Point annotations for photos:
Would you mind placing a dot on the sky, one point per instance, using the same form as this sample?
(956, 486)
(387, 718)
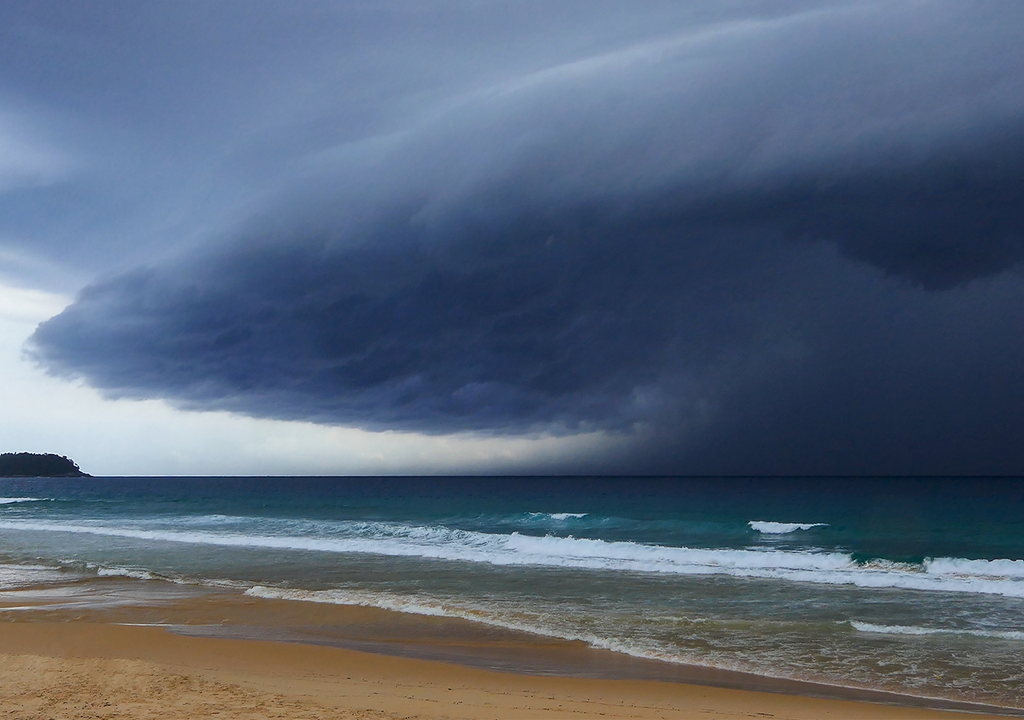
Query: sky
(513, 237)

▶ WORK TO COMPLETE: Quote the records above in full, dropping each picture.

▶ TASK RESULT:
Would you mind placing a dot on the sky, one point per instance, using the same form as this sample?
(956, 486)
(387, 718)
Query: sky
(513, 237)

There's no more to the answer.